> Task to complete:
Write out the data again in full, exactly as it reads.

> Entries supplied:
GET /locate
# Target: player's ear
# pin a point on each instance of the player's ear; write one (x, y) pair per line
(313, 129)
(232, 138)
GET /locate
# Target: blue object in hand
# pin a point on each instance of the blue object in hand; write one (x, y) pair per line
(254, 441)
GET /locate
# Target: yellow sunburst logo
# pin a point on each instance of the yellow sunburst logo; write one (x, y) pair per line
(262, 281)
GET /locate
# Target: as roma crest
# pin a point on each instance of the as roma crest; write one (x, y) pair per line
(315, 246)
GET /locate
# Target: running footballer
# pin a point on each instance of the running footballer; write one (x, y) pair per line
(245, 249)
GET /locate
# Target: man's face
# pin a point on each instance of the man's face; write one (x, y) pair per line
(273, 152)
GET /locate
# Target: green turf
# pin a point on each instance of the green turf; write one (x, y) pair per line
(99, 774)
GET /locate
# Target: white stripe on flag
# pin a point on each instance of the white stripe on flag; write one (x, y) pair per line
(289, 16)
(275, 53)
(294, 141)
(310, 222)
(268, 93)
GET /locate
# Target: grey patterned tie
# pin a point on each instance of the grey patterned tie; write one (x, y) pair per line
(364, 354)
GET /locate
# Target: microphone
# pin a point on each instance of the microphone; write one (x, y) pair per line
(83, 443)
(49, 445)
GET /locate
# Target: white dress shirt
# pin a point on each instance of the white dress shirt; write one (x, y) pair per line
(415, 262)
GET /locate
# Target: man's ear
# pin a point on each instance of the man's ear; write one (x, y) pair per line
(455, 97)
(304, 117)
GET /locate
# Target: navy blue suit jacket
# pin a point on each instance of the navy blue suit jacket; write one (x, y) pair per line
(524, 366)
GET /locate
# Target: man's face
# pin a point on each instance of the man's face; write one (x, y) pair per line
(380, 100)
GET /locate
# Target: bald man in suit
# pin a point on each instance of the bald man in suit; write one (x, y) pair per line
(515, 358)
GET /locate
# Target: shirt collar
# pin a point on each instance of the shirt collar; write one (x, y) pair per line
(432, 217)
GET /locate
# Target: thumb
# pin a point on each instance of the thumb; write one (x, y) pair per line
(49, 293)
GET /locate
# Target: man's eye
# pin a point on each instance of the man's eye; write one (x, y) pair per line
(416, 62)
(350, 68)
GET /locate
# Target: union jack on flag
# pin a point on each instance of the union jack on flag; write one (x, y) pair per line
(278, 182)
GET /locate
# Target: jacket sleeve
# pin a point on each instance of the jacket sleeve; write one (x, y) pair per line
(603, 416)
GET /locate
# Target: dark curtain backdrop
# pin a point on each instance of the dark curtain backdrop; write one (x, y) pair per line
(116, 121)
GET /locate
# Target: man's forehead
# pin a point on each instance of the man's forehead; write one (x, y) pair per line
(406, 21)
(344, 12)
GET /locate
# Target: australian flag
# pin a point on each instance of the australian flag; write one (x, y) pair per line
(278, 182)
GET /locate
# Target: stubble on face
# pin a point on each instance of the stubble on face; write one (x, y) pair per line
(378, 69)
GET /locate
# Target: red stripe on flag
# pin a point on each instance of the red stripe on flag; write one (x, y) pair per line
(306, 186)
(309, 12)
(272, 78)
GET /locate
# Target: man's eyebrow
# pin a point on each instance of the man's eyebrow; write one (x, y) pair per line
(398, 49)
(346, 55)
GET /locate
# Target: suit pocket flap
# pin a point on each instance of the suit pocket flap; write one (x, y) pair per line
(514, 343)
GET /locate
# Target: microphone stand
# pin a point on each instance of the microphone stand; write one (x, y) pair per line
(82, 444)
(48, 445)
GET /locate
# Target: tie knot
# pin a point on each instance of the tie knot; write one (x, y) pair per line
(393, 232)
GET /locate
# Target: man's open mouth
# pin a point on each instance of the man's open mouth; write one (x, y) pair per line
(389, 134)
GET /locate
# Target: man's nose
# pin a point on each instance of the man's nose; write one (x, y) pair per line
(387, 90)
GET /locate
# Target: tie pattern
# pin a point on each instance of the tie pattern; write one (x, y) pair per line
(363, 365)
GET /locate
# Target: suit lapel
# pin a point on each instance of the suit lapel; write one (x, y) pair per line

> Exercise result:
GET /locate
# Target: player's ear
# pin a point on each instance of the player's ear; write one (x, y) pair per line
(313, 129)
(232, 138)
GET /locate
# Target: blue object in hand
# pin a point on each instance of the blue object in hand; write one (x, y) pair per line
(254, 441)
GET /locate
# Target: yellow sunburst logo
# pin a point on each instance of the yellow sunburst logo; write one (x, y) pair per line
(262, 281)
GET /locate
# Target: as roma crest
# pin a point on each instance of the as roma crest; write one (x, y) pair per line
(315, 246)
GET /locate
# Target: running footballer
# pin a point on each instance of the running footballer; write one (x, y) pair per line
(245, 249)
GET /locate
# Target: man's face
# pin a point on each instance of the man's face; write one (x, y) pair per line
(273, 152)
GET /locate
# Target: green turf
# pin a point on each instance of the green turf; write one (x, y) pair per line
(99, 774)
GET /locate
# Target: white stripe on flag
# pin a point on each instance of the white stripe on flag; write one (x, y) pair per line
(289, 16)
(275, 53)
(294, 141)
(310, 222)
(268, 93)
GET /locate
# Target: grey patterned tie
# pin a point on each instance of the grey patterned tie; write one (x, y) pair per line
(364, 354)
GET /locate
# Target: microphone
# pin a point on each instance of the microphone; write one (x, y) pair per line
(83, 443)
(49, 445)
GET /locate
# Target: white dress shirt
# pin a point on each instance of the white dress shirt; write one (x, y) pair per line
(415, 262)
GET /locate
# Target: man's ear
# pin a point on each instance of the man's ear; write one (x, y) pair per line
(455, 97)
(304, 117)
GET /locate
# Target: navy blue suit jacket
# pin a point on each instance of the navy blue suit jacket; write one (x, y) pair per line
(524, 366)
GET /locate
# Target: man's face
# pin a point on each instance of the man's face; write one (x, y) pair per line
(380, 100)
GET /locate
# Target: bald man in suit
# pin a point on each instance of the bald man in suit; write one (x, y) pair per line
(515, 358)
GET /locate
# Target: shirt collar
# pin a point on each instance of the shirt collar; write one (x, y) pair per line
(432, 217)
GET /locate
# Target: thumb
# pin a point on each instance of the thumb; write one (x, y) pair per line
(49, 293)
GET /locate
# Target: man's eye
# pin a point on each instance of the man's eye; write one (x, y) pair per line
(416, 62)
(350, 68)
GET /locate
# Target: union jack on flag
# pin a point on each instance of the union jack on flag; write one (x, y) pair per line
(278, 182)
GET /locate
# Target: jacket sleeve
# pin a point on each instance of the jacket sleeve; write one (x, y) pair per line
(603, 416)
GET /locate
# Target: dark curtain backdrop
# pin a point on each instance of the dark curtain backdrop; write one (x, y) pair per line
(116, 121)
GET /locate
# Target: man's forehead
# pin a point on each instance of the man's forehead; write one (x, y) pair per line
(406, 21)
(344, 12)
GET /locate
# Target: australian flag
# pin a point on each instance of the australian flag; write one (x, y) pair per line
(278, 182)
GET /locate
# Target: stubble on face
# pin a point on each instance of the stubble on face; write one (x, y) pair per line
(378, 69)
GET /locate
# Target: red stripe on flag
# pin a point on each instance of the red stripe on flag; write one (x, y) pair per line
(306, 186)
(309, 12)
(272, 78)
GET /locate
# Target: man's eyebrow
# pin a point on each instance of the man's eyebrow; write one (x, y) pair per line
(398, 49)
(346, 55)
GET /locate
# Target: suit pocket flap
# pin a point on each instance of the suit pocket flap; write one (x, y) pair per line
(514, 343)
GET /locate
# Target: microphone stand
# pin a point on each instance of the microphone stand; write one (x, y) pair per line
(82, 444)
(48, 445)
GET /locate
# Target: tie knot
# pin a point on each instance of the tie knot; write one (x, y) pair per line
(393, 232)
GET /locate
# Target: man's open mouth
# pin a point on each instance of the man's open mouth; write one (x, y) pair per line
(389, 134)
GET /locate
# Target: man's nose
# pin a point on each instance of the man's nose; write one (x, y) pair per line
(387, 90)
GET /locate
# Target: tie pattern
# pin a point on each instance of the tie pattern; write one (x, y) pair per line
(363, 365)
GET /locate
# Target: suit lapel
# pin a point on each instance of the suit lapel; write one (x, y) pair per line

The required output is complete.